> **Requirement 1**
Answer these questions about the revenue risk passage:
(a) Which four client obligations does it name?
(b) Which three aspects should objective ranking take into account?
(c) What range of scale should ranking handle?
> **Requirement 2**
From the revenue risk passage, list every aspect that client revenue risk ranking should be flexible enough to cater for.
> **Requirement 3**
Please pick up the revenue risk passage after its final sentence and keep writing it.

> **Reading passage**
☆ ☆ ☆
Scene setting - A consistent measuring framework for Revenue Risk To objectively optimise compliance across the obligations we need relatively common approach to measuring noncompliance – otherwise our prioritisation between types of non-compliance will be necessarily subjective. If one area prioritises cases on one basis and other area uses a very different measuring stick then the overall view of the relativities of revenue risk will still be based on personal, albeit informed, judgements of the matter. Without an objective mechanism our legal 'choice of remedy' may be more open to criticism and question over concerns of bias, subjectivity and inconsistency. (Why did we select case X over case Y or risk A over risk B?) Broadly speaking the following conjectures might be stated regarding the requirements of a revenue risk measurement approach: o
For the client obligations of registration, on time lodgment, accurate reporting and correct accounting/payment, client revenue risk should be consistently viewed where this is practical.
o
Client revenue risk ranking should be done as objectively as possible, taking into account aspects such as the revenue at risk, the severity of non-compliance and our confidence level in the revenue at risk.
o
Client revenue risk ranking should be flexible enough to cater for aspects such as losses, recidivism, schemes and associated client linkages.
o
Client revenue risk ranking should be highly scalable and stable – from lists of a few clients to potentially scoring millions of clients.
☆ ☆ ☆
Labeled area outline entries
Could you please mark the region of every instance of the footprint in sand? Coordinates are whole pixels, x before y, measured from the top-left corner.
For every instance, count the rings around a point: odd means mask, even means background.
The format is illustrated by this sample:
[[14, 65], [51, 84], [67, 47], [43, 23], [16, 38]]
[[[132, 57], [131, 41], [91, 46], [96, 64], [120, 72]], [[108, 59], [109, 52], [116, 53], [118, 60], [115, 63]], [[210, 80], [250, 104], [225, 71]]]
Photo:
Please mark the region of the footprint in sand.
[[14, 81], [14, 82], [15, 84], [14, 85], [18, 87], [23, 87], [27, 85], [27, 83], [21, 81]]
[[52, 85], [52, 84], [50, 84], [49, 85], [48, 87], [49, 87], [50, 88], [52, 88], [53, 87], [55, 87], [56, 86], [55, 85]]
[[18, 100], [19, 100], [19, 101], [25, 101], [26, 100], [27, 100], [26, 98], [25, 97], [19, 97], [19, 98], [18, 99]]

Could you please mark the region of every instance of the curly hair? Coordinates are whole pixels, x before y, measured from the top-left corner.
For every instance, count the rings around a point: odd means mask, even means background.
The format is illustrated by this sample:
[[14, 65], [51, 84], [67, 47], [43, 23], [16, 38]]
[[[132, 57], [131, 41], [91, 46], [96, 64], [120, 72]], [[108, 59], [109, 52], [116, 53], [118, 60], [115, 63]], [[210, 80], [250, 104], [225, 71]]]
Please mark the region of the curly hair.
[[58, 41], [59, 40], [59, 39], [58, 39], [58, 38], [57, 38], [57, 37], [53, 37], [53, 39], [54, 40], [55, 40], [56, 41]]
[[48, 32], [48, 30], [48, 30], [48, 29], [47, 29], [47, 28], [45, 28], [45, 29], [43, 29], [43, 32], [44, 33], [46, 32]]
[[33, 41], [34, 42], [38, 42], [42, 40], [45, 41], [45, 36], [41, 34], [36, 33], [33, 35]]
☆ ☆ ☆
> **Output 1**
(a) Registration, on time lodgment, accurate reporting and correct accounting/payment.
(b) The revenue at risk, the severity of non-compliance and the confidence level in the revenue at risk.
(c) From lists of a few clients to potentially scoring millions of clients.

> **Output 2**
Losses, recidivism, schemes, associated client linkages

> **Output 3**
For the client obligations of registration, lodgment, accurate reporting and correct accounting/payment, I suggest that revenue risk can generally be distilled into the following four features for the purposes of comparable revenue risk ranking across and within obligations and products: o
∆Tax Delta tax - The change in primary tax associated with the non-compliance. [ie Identifies those who may have the most tax wrong. An absolute amount. “Client A may have underpaid $5,500 in tax in year y.”]
o
∆Tax/(∆Tax + Tax) Severity - The relative severity of the non-compliance as a percentage of tax paid. [ie Identifies those who may have most of their tax wrong. A relative value. “Client A may have underpaid 15% of their tax in year y.”]
o
Cf(∆Tax) Confidence - The confidence interval associated with our estimate of ∆Tax. [ie Identifies how confident we are of the estimate in ∆Tax. “We are 90% confident that Client A underpaid $5,500 in tax in year y +/- $550”]
o
Pf(∆Tax) Proportion collectable - The proportion of ∆Tax estimated to be collectable. [A function of a clients’ propensity to pay and their capacity to pay. “We estimate that 80% of the $5,500 estimated to be underpaid by Client A will be collectable +/- 1,000.”]
Let us look at how this revenue risk concept might work for the key client obligations previously identified: o
Registration For registration non-compliance ∆Tax is the estimate of the amount of net revenue that is predicted to be derived by achieving registration (and subsequent lodgement) for those clients not registered in the system. (Detection is generally via matching processes, comparing a list of names against registered clients to detect those operating outside the system.)
o
Lodgment For non Lodgers: ∆Tax is the estimate of the amount of net revenue (ie taking into account withholding and instalments: PAYGW & PAYGI etc) that is predicted to be derived by achieving lodgment from a treatment for those clients who otherwise would not lodge. Late Lodgers: For those clients who would lodge late ∆Tax is really the time value of money (PV) brought forward by achieving earlier lodgment following a treatment. Most lodgment clients by number would be late lodgers rather than non lodgers. The distinction between the two classes will overlap and an informed decision is needed for the transition from one class to the other.. Eg After 3 months a late lodger 'transitions' into a non lodger.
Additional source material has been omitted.